Excerpted text below:

What is your main area of research?
My main area of research is the cellular and circuit basis of learning and memory, which is, to understand the functional and structural changes that occur in neurons and the circuits that these neurons form, after learning occurs. I am particularly interested in investigating local GABAergic interneurons in a brain region called the basolateral amygdala complex, and the role these interneurons play in processing memories. These GABAergic interneurons within the amygdala are very diverse.
Populations of interneurons vary from each other in their shape, physiological properties, neurochemical profile and also in their function, but not much was known about how this diversity of interneurons gives rise to amygdala function. The basolateral amygdala is intimately involved in the formation of memories that have an ‘emotional charge’ to them.
Why did you decide to investigate this fascinating part of the brain?
Right from my childhood, I was curious about why some memories are strong, like my memory of the times I spent with my grandfather (who, I was told much later on, was suffering from dementia at that time) and why some memories are labile, like the information I learned from my school physics textbook. Joining Prof. Sah’s lab for my PhD at the University of Queensland, provided me with a platform, and an opportunity to ask these scientific questions. This is where I started studying the basolateral amygdala, and the circuitry that is involved in the formation of emotional memories.
The basolateral amygdala is really fascinating! It is like a brain within the brain. This is a relatively small brain region and it can be divided into the lateral amygdala and the basal amygdala. It receives both unprocessed and processed sensory information from most sensory sources, information about the internal state of the body, and about pain. In addition, it also receives inputs from various modulatory brain systems including the monoamine system and peptide hormone system. In a way, the amygdala is perfectly positioned to associate a wide variety of sensory experiences with an emotion like joy, love, fear and desire.
Is the amygdala the only region of the brain involved in fear learning?
A physiological, synaptic and circuit process called long term potentiation has been widely considered to be the most compelling cellular correlate for the formation of different kinds of memory. This process occurs in various brain regions, including the sensory cortices, and of particular interest is the brain region called the hippocampus.
The hippocampus is involved in the formation of memories that are related to context: time and place. For example, when you go to a park, you collect information regarding the number of trees in a patch of the park that you are sitting in:
What kind of tree are they?
What is the colour of their leaves?
Are there other people in the park?
How long were you in the park?

End of Excerpted text.
Extracted records below:

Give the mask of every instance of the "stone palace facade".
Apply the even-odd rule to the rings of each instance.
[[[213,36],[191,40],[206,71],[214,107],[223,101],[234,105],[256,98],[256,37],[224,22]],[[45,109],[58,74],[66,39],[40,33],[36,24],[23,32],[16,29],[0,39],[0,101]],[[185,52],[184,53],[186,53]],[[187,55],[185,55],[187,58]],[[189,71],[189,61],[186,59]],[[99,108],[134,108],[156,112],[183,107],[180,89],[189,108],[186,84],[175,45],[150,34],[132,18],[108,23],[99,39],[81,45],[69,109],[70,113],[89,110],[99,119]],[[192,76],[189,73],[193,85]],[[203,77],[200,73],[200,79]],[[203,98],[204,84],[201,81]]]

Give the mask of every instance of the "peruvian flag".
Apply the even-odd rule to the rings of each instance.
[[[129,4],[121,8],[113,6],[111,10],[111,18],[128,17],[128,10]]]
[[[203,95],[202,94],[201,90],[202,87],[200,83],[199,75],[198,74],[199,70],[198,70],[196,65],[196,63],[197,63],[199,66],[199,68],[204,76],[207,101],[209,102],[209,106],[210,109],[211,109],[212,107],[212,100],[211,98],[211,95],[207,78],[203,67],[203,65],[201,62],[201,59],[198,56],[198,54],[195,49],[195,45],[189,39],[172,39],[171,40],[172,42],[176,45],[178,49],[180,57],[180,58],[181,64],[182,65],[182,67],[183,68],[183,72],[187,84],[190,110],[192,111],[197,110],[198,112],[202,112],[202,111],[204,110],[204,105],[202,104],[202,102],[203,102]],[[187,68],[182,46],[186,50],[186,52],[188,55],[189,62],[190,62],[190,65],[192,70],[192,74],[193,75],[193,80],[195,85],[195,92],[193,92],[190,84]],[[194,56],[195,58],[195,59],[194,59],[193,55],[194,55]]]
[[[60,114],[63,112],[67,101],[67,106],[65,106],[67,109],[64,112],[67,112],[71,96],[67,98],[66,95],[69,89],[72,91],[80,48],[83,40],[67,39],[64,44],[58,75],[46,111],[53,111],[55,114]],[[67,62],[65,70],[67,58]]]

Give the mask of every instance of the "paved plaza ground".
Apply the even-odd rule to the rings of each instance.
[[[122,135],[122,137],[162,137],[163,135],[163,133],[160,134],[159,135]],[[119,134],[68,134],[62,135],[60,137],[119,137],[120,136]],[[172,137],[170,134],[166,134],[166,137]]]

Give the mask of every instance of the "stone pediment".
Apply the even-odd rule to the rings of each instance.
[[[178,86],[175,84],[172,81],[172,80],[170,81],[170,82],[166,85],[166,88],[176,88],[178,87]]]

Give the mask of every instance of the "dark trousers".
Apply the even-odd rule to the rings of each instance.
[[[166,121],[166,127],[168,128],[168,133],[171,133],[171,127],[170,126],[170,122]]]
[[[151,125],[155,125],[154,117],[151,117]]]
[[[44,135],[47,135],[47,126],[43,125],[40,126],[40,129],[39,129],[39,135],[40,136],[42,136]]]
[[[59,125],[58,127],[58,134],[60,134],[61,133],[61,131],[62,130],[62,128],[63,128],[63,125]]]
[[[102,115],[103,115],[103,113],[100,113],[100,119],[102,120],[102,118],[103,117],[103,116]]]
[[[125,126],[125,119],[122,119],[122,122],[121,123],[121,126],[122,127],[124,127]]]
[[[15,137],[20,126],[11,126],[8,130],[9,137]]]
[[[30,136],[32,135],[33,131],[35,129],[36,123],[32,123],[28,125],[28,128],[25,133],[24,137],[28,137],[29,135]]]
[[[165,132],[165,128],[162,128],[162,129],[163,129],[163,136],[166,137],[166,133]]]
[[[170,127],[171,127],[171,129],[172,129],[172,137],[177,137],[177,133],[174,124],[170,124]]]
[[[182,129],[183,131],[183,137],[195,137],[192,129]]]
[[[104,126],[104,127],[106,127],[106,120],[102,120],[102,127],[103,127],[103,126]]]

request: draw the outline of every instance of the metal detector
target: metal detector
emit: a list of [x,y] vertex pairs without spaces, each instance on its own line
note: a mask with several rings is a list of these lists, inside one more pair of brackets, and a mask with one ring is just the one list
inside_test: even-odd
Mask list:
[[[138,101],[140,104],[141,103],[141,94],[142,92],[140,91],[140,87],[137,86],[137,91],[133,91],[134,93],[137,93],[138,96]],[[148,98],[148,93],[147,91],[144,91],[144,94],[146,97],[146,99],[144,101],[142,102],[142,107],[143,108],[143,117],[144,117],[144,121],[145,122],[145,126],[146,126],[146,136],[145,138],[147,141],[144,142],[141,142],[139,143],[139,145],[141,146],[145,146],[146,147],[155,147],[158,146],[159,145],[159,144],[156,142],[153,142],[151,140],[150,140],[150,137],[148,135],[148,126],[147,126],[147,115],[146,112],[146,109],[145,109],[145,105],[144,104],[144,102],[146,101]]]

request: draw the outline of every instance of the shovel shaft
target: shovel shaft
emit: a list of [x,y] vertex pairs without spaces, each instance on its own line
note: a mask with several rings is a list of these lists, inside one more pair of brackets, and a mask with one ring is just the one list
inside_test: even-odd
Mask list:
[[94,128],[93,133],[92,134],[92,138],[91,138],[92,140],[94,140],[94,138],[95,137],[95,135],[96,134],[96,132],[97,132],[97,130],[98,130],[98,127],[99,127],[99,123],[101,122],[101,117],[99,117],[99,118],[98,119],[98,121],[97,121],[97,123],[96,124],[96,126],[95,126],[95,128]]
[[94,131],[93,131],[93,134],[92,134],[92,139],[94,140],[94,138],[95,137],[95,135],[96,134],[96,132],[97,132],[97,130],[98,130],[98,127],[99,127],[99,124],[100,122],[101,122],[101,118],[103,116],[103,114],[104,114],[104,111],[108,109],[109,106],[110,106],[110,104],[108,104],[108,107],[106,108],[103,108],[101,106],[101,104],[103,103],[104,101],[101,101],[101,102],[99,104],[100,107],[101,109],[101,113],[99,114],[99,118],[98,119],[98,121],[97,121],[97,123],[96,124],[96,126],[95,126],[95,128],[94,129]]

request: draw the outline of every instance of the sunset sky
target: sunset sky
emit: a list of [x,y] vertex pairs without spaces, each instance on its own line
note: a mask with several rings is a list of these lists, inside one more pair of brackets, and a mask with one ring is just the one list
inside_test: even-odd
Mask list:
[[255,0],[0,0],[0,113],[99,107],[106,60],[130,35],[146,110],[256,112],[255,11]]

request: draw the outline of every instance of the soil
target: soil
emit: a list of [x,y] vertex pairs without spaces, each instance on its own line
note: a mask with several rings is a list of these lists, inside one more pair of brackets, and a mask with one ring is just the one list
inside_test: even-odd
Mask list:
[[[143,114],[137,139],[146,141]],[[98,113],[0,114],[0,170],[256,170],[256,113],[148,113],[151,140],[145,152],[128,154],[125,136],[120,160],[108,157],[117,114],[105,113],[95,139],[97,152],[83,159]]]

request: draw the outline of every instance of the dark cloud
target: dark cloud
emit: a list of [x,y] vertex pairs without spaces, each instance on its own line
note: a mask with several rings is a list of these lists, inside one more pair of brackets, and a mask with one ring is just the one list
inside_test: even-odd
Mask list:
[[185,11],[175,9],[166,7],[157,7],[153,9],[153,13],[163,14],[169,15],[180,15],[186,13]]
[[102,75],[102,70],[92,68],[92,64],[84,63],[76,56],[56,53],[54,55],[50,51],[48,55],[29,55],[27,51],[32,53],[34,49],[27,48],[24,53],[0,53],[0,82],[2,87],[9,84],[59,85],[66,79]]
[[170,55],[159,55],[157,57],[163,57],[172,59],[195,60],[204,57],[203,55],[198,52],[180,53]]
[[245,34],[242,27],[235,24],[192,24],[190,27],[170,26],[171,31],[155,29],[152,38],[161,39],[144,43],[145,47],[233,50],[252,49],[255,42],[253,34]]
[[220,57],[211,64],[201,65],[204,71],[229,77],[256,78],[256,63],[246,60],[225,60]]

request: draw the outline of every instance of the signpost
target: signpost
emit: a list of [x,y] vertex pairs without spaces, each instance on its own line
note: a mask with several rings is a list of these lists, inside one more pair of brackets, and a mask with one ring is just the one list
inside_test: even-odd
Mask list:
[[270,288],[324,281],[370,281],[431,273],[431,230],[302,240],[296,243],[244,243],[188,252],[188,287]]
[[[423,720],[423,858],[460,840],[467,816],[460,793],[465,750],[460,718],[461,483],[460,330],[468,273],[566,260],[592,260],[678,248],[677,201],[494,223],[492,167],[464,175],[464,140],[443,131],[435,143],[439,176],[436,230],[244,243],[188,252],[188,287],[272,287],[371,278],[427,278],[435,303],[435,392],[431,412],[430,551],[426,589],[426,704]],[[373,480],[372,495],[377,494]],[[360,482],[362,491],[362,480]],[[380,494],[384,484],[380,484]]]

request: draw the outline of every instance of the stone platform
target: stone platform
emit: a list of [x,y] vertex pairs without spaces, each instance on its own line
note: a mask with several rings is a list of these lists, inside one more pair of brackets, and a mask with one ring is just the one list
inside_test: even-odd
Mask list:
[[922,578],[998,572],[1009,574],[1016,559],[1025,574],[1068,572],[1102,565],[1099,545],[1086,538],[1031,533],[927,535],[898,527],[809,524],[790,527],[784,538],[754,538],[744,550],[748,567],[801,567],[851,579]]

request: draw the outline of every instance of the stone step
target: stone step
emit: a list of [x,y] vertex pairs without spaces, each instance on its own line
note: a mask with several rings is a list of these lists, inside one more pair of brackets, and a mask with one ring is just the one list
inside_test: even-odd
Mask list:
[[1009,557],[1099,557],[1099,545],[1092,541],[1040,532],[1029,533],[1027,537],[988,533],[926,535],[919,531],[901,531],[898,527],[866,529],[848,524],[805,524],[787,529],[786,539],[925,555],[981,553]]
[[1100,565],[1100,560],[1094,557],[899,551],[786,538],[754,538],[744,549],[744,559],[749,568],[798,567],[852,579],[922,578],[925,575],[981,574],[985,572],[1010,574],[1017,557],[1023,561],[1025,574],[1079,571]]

End of Extracted records.

— What is expected —
Set down the passage of the text on the amygdala and memory word for word, starting with "A physiological, synaptic" and going on through "you in the park?".

— Exercise result —
A physiological, synaptic and circuit process called long term potentiation has been widely considered to be the most compelling cellular correlate for the formation of different kinds of memory. This process occurs in various brain regions, including the sensory cortices, and of particular interest is the brain region called the hippocampus.
The hippocampus is involved in the formation of memories that are related to context: time and place. For example, when you go to a park, you collect information regarding the number of trees in a patch of the park that you are sitting in:
What kind of tree are they?
What is the colour of their leaves?
Are there other people in the park?
How long were you in the park?